Richieste:
(a) Estrai dal testo sui giovani e la Resistenza il passo che si apre con le parole contenenti "Ma io dico, se" e si chiude con "paura del futuro.", copiandolo senza alcuna modifica.
(b) Prolunga il testo sui giovani e la Resistenza, partendo subito dopo l'ultima frase riportata.

Pagina:
++++

Un cammino che vada oltre la mera riproposizione di prassi consolidate che hanno ormai mostrato tutti i propri limiti.
Ogni volta, in occasione delle più importanti ricorrenze, tutti sono concordi nel sottolineare l’importanza della memoria storica e lamentarsi del fatto che i nostri giovani l’abbiano molto corta (chissà poi perchè?).
Ma io dico, se è vero come emerge da alcune recenti ricerche che i giovani italiani risultano -e non completamente a torto- fra i più pessimisti al mondo rispetto al proprio avvenire, come possiamo pensare che si appassionino di un passato che non hanno vissuto e che ha prodotto, ai loro occhi, un presente vuoto e senza futuro?
Incontrando ogni anno migliaia di ragazzi nelle scuole per i miei laboratori didattici e lavorando sempre con metodologie partecipative, respiro quotidianamente le loro preoccupazioni, le loro insicurezze, la loro paura del futuro.
I nostri ragazzi sono preda di un senso di impotenza e disillusione terribile, contro cui io lotto ogni giorno a livello educativo, invitandoli a reagire e a tirare fuori il meglio di sè, rifiutando con sdegno l’immagine che è stata loro affibbiata e mostrando -nei fatti- che valgono molto più di quanto spesso si pensi!!!
E’ meraviglioso vederli risvegliarsi, riprendere fiducia in se stessi, sentirli esprimere i propri desideri e sogni più profondi…
Ripeto spesso ai giovani: “Quando vi dicono che voi siete il futuro, non dovreste sentirvi onorati, dovreste incazzarvi! E’ solo un modo per dire che intanto, nel presente, decidono gli adulti. Invece anche il presente vi appartiene e avete tutto il diritto di esprimere le vostre opinioni e partecipare attivamente alla costruzione del vostro futuro.”
E’ a questo punto, e solo a questo punto io credo, che possiamo rievocare la memoria storica della resistenza, collegandola efficacemente al vissuto personale dei nostri ragazzi, alle loro quotidiane sfide e difficoltà (che spesso rimangono invisibili agli occhi adulti), e facendo comprendere loro, con le parole di Pietro Calamandrei, che: “Dietro ogni articolo della Costituzione, o giovani, voi dovete vedere giovani come voi che hanno dato la vita perché la libertà e la giustizia potessero essere scritte su questa Carta.”
Occorre cioè mostrare ai giovani che i nostri nonni, quando erano loro coetanei, seppero dinanzi all’orrore della visione nazi-fascista lottare per difendere non solo il proprio presente, ma anche e forse soprattutto il proprio “diritto al futuro”! In questa prospettiva io penso che il 25 aprile e la resistenza possano riavvicinarsi molto ai cuori e alle menti dei nostri ragazzi.
“Gli uomini passano, le idee restano, restano le loro tensioni morali,
“continueranno a camminare sulle gambe di altri uomini.”

++++

[Record del dataset di puntamento]
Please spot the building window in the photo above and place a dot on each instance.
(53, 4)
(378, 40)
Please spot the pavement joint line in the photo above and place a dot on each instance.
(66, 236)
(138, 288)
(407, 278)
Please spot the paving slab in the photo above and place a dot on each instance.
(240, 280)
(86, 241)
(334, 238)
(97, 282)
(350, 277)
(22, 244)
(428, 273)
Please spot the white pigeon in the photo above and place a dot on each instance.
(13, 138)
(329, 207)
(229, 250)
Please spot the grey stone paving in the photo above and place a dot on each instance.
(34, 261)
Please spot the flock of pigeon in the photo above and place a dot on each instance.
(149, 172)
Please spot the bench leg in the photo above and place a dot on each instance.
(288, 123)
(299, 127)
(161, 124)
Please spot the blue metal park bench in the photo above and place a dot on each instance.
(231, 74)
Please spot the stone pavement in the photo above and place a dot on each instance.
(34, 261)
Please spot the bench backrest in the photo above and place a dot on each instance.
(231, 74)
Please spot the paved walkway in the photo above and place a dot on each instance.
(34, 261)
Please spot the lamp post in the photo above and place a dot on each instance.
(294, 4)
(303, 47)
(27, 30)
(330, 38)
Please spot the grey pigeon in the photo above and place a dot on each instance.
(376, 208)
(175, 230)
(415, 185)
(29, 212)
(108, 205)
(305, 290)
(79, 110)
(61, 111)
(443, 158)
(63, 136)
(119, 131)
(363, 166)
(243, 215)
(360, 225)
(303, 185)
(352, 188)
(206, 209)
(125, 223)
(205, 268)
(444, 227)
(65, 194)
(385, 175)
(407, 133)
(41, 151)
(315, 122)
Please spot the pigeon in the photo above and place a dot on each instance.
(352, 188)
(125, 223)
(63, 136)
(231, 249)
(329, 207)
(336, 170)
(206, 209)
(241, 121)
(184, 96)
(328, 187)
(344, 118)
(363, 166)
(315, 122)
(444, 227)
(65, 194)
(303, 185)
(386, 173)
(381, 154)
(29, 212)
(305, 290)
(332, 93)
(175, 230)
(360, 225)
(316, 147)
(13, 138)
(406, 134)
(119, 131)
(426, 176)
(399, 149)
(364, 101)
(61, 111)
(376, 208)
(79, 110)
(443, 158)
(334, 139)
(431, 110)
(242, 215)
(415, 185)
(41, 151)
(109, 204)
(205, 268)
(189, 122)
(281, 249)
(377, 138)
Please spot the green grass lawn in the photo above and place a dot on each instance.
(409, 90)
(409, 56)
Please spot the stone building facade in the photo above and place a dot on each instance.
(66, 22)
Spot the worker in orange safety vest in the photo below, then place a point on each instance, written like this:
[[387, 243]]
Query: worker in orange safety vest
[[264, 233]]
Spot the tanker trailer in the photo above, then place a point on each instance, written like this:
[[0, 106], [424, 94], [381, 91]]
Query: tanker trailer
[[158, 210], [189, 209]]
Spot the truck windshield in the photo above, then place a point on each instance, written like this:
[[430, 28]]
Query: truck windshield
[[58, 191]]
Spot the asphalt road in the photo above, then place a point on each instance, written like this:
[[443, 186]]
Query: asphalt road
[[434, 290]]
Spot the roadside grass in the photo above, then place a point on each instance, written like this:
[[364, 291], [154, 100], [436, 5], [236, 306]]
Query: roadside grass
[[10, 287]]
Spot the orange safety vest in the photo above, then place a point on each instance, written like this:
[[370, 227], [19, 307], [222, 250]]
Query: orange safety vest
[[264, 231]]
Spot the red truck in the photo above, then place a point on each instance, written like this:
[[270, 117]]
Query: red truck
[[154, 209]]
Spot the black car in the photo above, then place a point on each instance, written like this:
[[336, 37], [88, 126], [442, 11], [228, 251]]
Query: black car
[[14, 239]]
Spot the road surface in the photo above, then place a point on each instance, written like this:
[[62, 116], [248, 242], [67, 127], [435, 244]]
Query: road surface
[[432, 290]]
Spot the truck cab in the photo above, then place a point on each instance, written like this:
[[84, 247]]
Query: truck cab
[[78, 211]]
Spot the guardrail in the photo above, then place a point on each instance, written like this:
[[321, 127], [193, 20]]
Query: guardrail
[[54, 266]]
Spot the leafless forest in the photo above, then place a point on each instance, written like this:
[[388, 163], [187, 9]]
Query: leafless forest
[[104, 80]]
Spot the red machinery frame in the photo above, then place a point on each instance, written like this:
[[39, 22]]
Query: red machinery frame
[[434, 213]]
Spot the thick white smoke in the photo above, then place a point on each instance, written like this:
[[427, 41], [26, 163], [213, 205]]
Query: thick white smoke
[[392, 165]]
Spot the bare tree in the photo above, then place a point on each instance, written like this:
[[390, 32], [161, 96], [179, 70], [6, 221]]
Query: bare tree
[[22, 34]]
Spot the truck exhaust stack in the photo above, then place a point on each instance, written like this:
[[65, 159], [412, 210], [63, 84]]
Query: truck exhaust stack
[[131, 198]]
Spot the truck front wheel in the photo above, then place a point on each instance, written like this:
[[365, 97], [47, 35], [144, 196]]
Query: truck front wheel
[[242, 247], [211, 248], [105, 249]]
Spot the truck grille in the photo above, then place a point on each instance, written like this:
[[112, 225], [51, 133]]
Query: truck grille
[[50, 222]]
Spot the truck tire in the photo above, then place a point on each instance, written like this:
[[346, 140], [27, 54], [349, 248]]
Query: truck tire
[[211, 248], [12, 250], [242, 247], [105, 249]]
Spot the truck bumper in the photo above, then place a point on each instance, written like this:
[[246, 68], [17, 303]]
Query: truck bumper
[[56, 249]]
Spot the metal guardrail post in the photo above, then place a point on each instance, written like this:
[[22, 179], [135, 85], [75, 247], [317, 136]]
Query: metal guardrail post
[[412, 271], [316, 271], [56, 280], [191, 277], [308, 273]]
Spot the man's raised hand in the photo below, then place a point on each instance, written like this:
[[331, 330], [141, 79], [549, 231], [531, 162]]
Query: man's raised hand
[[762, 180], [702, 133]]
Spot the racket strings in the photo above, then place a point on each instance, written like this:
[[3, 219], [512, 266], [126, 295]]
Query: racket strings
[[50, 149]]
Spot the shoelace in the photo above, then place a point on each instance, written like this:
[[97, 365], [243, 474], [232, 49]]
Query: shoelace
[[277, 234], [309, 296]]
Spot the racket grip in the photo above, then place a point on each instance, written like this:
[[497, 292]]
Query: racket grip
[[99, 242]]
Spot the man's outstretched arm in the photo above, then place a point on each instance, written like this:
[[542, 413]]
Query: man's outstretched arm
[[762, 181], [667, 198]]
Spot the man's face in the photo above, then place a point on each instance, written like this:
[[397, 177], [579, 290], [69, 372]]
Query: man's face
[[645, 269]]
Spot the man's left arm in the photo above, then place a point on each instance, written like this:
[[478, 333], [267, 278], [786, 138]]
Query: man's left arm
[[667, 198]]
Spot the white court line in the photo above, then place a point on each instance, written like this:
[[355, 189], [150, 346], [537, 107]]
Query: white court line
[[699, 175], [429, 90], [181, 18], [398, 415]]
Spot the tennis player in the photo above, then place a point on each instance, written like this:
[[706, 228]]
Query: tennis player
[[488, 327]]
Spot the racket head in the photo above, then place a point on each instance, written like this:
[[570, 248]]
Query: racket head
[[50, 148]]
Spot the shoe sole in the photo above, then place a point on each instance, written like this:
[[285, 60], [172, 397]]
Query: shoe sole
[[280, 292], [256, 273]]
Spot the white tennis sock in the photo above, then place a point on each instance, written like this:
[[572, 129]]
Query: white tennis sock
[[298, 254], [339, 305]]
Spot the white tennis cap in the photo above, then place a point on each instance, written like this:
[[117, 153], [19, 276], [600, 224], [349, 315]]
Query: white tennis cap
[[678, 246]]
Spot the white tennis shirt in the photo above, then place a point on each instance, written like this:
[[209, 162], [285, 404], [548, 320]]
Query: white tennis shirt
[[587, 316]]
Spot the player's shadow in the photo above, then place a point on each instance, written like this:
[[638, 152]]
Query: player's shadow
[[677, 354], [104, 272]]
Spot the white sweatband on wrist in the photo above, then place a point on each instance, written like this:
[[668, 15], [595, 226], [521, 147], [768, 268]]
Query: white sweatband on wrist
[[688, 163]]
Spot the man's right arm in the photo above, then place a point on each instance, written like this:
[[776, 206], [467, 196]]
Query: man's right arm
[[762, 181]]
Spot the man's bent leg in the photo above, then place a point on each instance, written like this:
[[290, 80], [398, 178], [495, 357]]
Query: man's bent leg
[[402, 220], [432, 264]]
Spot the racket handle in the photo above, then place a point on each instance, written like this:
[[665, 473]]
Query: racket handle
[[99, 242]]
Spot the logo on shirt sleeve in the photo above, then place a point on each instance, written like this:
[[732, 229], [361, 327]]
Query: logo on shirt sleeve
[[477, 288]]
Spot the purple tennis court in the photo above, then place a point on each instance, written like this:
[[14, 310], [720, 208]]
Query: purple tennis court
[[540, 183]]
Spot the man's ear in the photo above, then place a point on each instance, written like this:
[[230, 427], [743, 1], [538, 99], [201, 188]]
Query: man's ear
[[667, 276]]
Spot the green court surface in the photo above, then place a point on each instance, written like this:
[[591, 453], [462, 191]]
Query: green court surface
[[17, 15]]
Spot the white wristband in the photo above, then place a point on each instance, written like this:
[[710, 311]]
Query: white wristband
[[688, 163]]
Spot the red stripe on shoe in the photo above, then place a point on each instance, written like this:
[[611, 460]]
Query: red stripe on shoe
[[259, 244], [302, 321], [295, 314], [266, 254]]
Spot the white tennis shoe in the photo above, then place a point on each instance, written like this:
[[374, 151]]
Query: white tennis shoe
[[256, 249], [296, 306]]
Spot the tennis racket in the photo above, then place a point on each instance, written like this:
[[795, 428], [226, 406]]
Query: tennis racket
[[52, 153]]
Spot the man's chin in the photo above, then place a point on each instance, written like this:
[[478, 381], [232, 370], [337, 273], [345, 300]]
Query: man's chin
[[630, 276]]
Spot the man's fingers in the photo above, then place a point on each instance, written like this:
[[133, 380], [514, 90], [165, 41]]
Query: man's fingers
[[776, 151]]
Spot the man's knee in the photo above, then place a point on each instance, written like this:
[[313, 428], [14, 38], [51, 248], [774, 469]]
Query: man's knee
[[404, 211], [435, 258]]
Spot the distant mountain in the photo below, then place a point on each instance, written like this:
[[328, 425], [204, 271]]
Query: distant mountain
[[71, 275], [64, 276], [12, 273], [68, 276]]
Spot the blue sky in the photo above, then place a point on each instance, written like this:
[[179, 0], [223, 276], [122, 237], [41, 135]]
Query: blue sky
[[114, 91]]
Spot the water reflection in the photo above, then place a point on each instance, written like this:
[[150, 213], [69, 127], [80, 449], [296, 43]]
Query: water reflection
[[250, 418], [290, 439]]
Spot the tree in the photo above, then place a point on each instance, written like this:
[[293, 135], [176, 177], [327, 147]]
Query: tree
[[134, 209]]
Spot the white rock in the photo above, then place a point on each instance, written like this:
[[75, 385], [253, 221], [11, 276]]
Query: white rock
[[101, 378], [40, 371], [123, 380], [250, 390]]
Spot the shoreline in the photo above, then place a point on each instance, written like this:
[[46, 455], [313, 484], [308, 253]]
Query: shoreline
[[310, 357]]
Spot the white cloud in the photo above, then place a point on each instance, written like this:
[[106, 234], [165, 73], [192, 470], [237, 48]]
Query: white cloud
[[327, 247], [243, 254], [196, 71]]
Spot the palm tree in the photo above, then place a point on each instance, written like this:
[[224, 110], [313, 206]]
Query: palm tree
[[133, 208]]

++++

Le risposte:
(a)
Ma io dico, se è vero come emerge da alcune recenti ricerche che i giovani italiani risultano -e non completamente a torto- fra i più pessimisti al mondo rispetto al proprio avvenire, come possiamo pensare che si appassionino di un passato che non hanno vissuto e che ha prodotto, ai loro occhi, un presente vuoto e senza futuro?
Incontrando ogni anno migliaia di ragazzi nelle scuole per i miei laboratori didattici e lavorando sempre con metodologie partecipative, respiro quotidianamente le loro preoccupazioni, le loro insicurezze, la loro paura del futuro.

(b)
“Giovanni Falcone
A 18 anni dalla strage di Capaci, voglio dedicare a Giovanni Falcone, al suo coraggio, alla sua dedizione e alla sua sete di verità questa semplice intervista estratta dal video “Una scuola diversa è possibile” che ho realizzato insieme agli alunni del Liceo Ariosto di Ferrara.
Sulle gambe di questa studentessa liceale e dei suoi compagni, camminano le idee e le tensioni morali del giudice e di quanti si battono contro tutte le mafie.
Sono appena rientrato da Roma, dove ero arrivato direttamente da Castiglione del Lago, e porto con me tante emozioni, idee e soprattutto persone splendide che ho conosciuto in questi giorni!
A Castiglione l’incontro “Non è un paese
per giovani”, sulle difficoltà dei giovani a far valere il proprio merito, è stato ricco e interessante, perché impostato in maniera costruttiva, dando voce a vari giovani con esperienze diverse: un imprenditore, alcuni volontari, un sindacalista, una giovane impegnata in politica…
Ne è emerso un quadro sicuramente difficile, ma si è riflettuto in modo davvero propositivo sugli interventi possibili per favorire un ricambio generazionale fondato sulla fiducia e sul rispetto reciproco, attraverso percorsi di formazione e un’educazione che sappia vincere le paure infondate che spesso ostacolano questi processi.
A Roma ho incontrato le classi del Liceo Carducci, dove è stato proiettato il video “Viaggio nell’Italia dei Comuni a 5 stelle” allegato al libro “L’anticasta”, per riflettere insieme a loro su quali percorsi possano riportare la politica al ruolo che
le spetta: l’arte di gestire il bene comune, in maniera partecipata e trasparente.
Questi ragazzi avevano già visto, nei mesi precedenti, altri video su alcuni temi importanti come la privatizzazione dell’acqua, il cibo contraffatto, l’inquinamento.
La visione del nostro video, e delle tante esperienze dei Comuni Virtuosi, intendeva presentare loro alcune risposte concrete a quei problemi e ha risvegliato interesse e grande curiosità nei ragazzi.
Sempre in mattinata sono stato intervistato telefonicamente da Gianfranco Bongiovanni di Radio Città Aperta, e nel pomeriggio al Parco di Villa Borghese
da Massimo Proietto di “UnoMattina“, per una puntata sui Comuni virtuosi che
andrà in onda su Rai1 nelle prossime settimane.
Ringrazio entrambi per la squisita disponibilità!!!
La sera stessa, al Teatro India ho presentato l’Anticasta in compagnia degli amici del Movimento per la Decrescita Felice, della Rete Regionale Rifiuti del Lazio e del sindaco di Corchiano, uno degli ultimi Comuni ad essere entrati nella Rete dei Comuni Virtuosi.
Bengasi Battisti, questo è il nome del sindaco, ci ha raccontato quella che potremmo definire la “fiaba di Corchiano”.
Una fiaba affascinante e commovente, che parte dal coinvolgimento dei bambini e dei ragazzi del paese, per arrivare nel giro di pochi anni a promuovere iniziative straordinarie nel campo della sostenibilità ambientale.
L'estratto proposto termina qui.